- [What to work on]:
Every single entry that follows is to be retyped exactly.
^^^^^^^^^^^^^^^^
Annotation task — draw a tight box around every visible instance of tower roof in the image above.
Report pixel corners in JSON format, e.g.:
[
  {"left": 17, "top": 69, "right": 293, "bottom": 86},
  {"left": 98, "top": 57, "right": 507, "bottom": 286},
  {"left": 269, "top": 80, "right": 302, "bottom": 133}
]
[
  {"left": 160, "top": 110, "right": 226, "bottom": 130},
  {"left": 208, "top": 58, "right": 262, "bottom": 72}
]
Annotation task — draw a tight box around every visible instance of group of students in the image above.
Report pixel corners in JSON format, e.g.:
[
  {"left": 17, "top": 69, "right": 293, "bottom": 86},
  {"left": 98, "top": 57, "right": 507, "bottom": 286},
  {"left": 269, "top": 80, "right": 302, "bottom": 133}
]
^^^^^^^^^^^^^^^^
- [Exercise output]:
Annotation task — draw a tight box around every visible instance of tower roof in the image above.
Report pixel corners in JSON format, e.g.:
[
  {"left": 17, "top": 69, "right": 293, "bottom": 86},
  {"left": 98, "top": 57, "right": 507, "bottom": 286},
  {"left": 269, "top": 80, "right": 302, "bottom": 133}
]
[
  {"left": 160, "top": 110, "right": 226, "bottom": 130},
  {"left": 208, "top": 58, "right": 262, "bottom": 72}
]
Annotation task — draw a tight box around every visible instance of group of students in the image above.
Report pixel corners in JSON format, e.g.:
[
  {"left": 17, "top": 69, "right": 293, "bottom": 86},
  {"left": 98, "top": 57, "right": 507, "bottom": 286},
  {"left": 269, "top": 80, "right": 302, "bottom": 133}
]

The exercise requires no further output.